**Task instructions**. Output every line of the material exactly, omitting images.

**Provided information**.
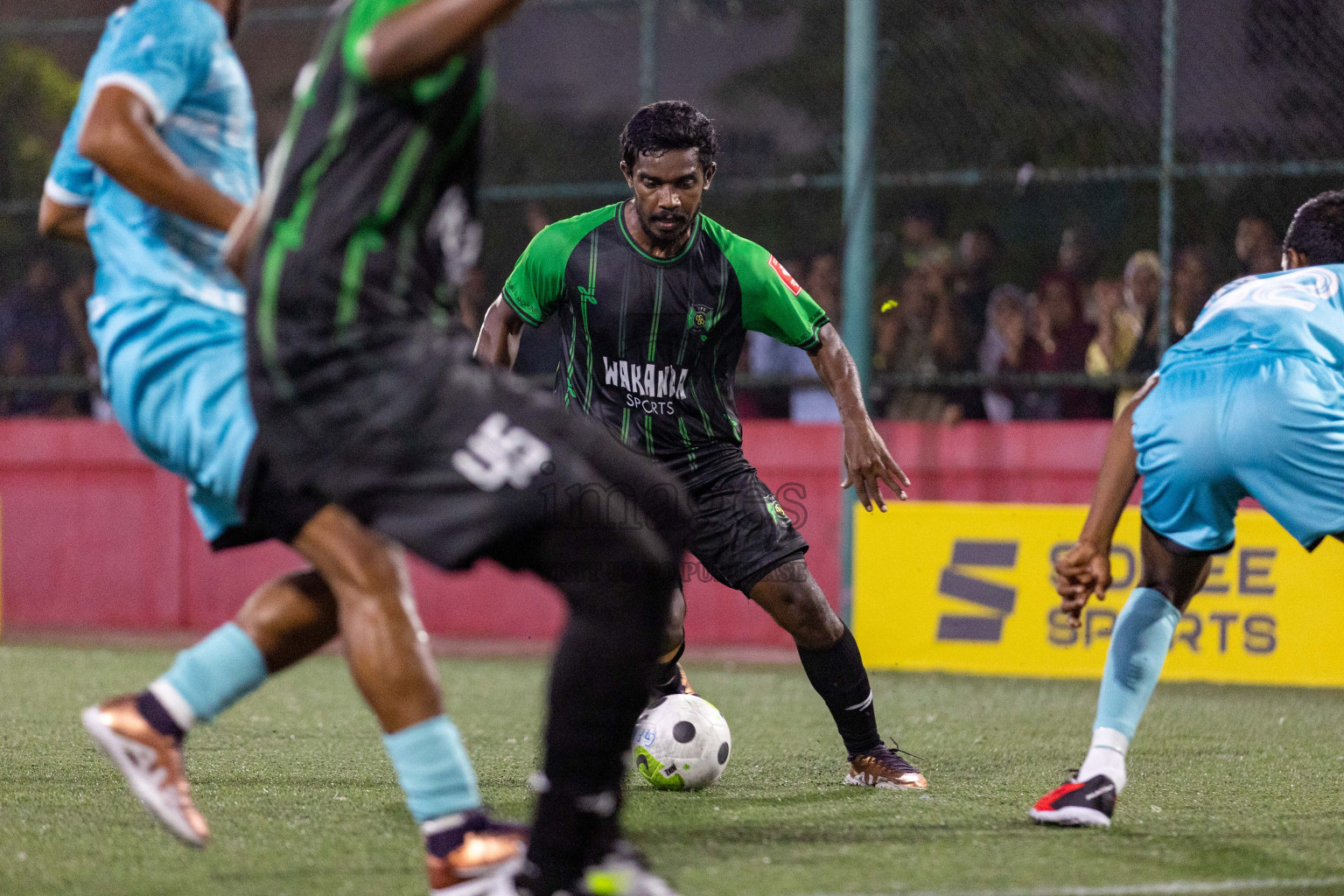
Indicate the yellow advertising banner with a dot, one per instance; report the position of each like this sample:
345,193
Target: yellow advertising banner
967,587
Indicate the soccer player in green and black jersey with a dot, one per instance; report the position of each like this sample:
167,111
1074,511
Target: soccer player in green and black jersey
654,301
375,430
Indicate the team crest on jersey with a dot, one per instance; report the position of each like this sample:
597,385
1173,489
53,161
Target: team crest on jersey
772,504
701,318
785,276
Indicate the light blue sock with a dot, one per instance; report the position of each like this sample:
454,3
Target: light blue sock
433,768
211,676
1138,647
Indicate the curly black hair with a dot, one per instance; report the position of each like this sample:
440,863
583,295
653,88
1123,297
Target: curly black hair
668,125
1318,228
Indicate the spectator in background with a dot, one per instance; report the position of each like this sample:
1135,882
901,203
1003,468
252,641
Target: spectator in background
1191,286
977,256
1004,351
770,358
920,240
1126,336
1256,246
74,303
1126,340
1077,254
37,340
1060,343
920,336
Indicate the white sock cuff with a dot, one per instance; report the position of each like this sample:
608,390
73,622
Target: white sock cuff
173,703
1110,739
440,825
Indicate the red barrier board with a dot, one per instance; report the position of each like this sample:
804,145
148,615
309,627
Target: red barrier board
93,535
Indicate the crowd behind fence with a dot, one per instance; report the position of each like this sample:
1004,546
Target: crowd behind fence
1060,185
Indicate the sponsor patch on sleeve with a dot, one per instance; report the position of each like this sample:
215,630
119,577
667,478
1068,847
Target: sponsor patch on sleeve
785,276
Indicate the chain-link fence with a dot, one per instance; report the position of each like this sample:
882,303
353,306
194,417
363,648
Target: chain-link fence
1063,136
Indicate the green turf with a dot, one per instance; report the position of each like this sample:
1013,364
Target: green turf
1226,783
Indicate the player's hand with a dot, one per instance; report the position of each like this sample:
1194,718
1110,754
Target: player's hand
867,464
1081,572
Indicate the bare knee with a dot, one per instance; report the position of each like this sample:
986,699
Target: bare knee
359,564
794,599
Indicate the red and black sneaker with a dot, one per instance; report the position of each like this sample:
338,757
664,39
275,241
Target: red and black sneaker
1078,803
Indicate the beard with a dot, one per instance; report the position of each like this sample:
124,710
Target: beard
662,236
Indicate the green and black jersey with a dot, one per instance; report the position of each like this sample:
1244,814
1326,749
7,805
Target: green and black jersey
370,195
651,346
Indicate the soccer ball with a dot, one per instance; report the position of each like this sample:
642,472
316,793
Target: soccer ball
682,743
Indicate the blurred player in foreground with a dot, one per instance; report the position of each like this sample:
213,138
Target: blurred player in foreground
1249,403
654,301
167,118
375,427
155,165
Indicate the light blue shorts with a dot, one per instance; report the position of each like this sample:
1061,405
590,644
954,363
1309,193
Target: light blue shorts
1254,424
175,373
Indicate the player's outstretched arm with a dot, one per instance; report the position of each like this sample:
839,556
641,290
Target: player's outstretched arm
57,220
867,461
120,137
1085,569
501,332
421,38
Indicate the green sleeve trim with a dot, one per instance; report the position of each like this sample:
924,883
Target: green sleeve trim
769,304
536,284
519,309
815,341
365,17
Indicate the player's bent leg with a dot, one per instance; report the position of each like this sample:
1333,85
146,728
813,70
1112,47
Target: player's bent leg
393,668
1138,644
619,582
668,676
143,734
835,668
290,624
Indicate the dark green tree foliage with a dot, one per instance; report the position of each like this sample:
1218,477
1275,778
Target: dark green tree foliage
35,101
976,83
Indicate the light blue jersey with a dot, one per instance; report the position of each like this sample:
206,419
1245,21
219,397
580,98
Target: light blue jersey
1250,403
165,313
1294,312
175,55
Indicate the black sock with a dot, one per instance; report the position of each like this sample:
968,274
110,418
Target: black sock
667,673
837,675
158,718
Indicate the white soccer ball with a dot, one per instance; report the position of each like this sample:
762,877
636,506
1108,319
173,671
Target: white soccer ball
682,743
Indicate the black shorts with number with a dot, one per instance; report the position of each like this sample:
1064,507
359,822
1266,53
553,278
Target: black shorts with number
739,531
452,459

**Output below**.
Indicate the yellow advertising banner with a dot, one per instance; report the position of each like this sample:
345,193
Target: yellow advertising banner
967,587
Indicate the soccer player in green and black jersey with a dot, one per instance; report the position of each like this sample:
167,111
1074,511
Target: soccer player in green and black jersey
654,301
375,430
Indicate the team crest on jersey with a dot, one per instance; report the position of each like this sample:
597,385
1173,489
53,161
Target: team crest on jersey
772,504
701,318
785,276
Indicate the light blue sock with a dot, one per instance; report the position of each like this sample:
454,3
Target: light blue sock
433,768
211,676
1138,647
Indicate the curly black hair with a dot, one per instance; report the position of each like this sample:
440,863
583,295
653,88
1123,297
Target: curly black hair
668,125
1318,228
Indicate the spectator in background with a dot, one per instance; report the position of each like this sample:
1135,882
901,203
1003,468
252,641
Target: spectator in background
1191,286
977,256
1004,351
770,358
920,240
1126,336
1256,246
74,303
1126,340
1077,254
37,340
1060,343
920,336
Indicate the white sock cuff with a dot, one per instance; report the position of each like this sample:
608,390
73,622
Target: white sock cuff
173,703
1110,739
440,825
Indicate the red barrier board with a dot, one per instance; report the position of each like this sample:
804,145
148,615
309,627
Target: red barrier board
93,535
Indicate the crowd behind fence with a dot, one per instance; report the position of each like this sample:
1004,546
Target: crowd behind fence
1060,185
Indicate the sponsor patch on sleeve with a dot, one per instance; report the position of each like this sample:
215,630
119,577
667,478
1068,847
Target: sponsor patch on sleeve
785,276
Indicate the chain-link fence with a dot, one per instance; report the position of each like this sample:
882,303
353,306
194,417
363,648
Target: chain-link fence
1063,136
Indicate the green turf with a dot, one per instance; report the position of each like this sample:
1013,364
Target: green turf
1226,783
Indicate the player's hand with a dot, one per instance; report the position of each like this sample:
1194,718
1110,754
Target: player's hand
867,464
1081,572
Indicate the bare knee with a dot, one per instance; report the position of each like this sample:
986,699
Target: bare knee
359,564
794,599
Indicate the red and black sneaker with a dot, one per instance; report the position of each like this sample:
338,757
664,39
275,241
Target: red and black sneaker
1078,803
Indicate the beard with a dot, one per instance; report the position of each like this sample:
124,710
Target: beard
662,236
Indicate the green and black jersey with a dot, one per instance; report the position of each like this sample:
1244,814
1326,749
7,805
Target: green and black jersey
370,195
651,346
Indicate the soccer ball with a dot, one per instance; report the position of each like this sample:
642,472
316,793
Target: soccer ball
682,743
Indicate the blurred player in foreground with a dot, one per instance; report the position of each like this sample:
213,138
Target: blurred player in foreground
1249,403
654,301
167,118
375,427
155,165
Indicate the light blue shorts with a dot, one per instance; report the position of each like this sample:
1061,405
590,644
954,363
1309,193
Target: light blue shorts
1254,424
175,373
Indicate the player's outstretched arm with a dot, one per instance; report the position of each like this sample:
839,556
641,290
Target: player's outstretched arm
57,220
867,461
120,137
1085,569
501,332
421,38
Indicate the green sleeve trim with a dot, one per instance; report the position of each like this sample:
924,883
Target: green sleeve trim
769,304
536,284
519,309
815,341
365,17
Indicate the player's bent leg with a dot, one per instance; report the position of each like this sample:
1333,85
146,728
813,70
1112,47
Target: player's bent leg
393,668
1138,644
619,582
668,676
143,734
835,668
290,624
Indicate the dark green tree foliage with a dot, one per instance; report the position of each like this sample:
1218,477
1275,778
Target: dark green tree foliage
35,101
976,83
Indicate the light blue jersey with a dot, one per instance; report the position of each like this sample:
206,419
1245,21
219,397
580,98
Target: light blue jersey
1250,403
165,313
1294,312
175,55
Indicate the black sock with a dot, one per instance; report the position of each like this sample:
968,274
110,418
Target: black sock
667,673
837,675
158,718
Indicate the white soccer ball with a dot, one per instance; report the position of each like this sample:
762,877
636,506
1108,319
173,671
Target: white soccer ball
682,743
Indicate the black shorts with number with a dot, one per instance; report the position of each like this sample:
1064,507
359,822
1266,53
553,278
Target: black shorts with number
739,531
452,459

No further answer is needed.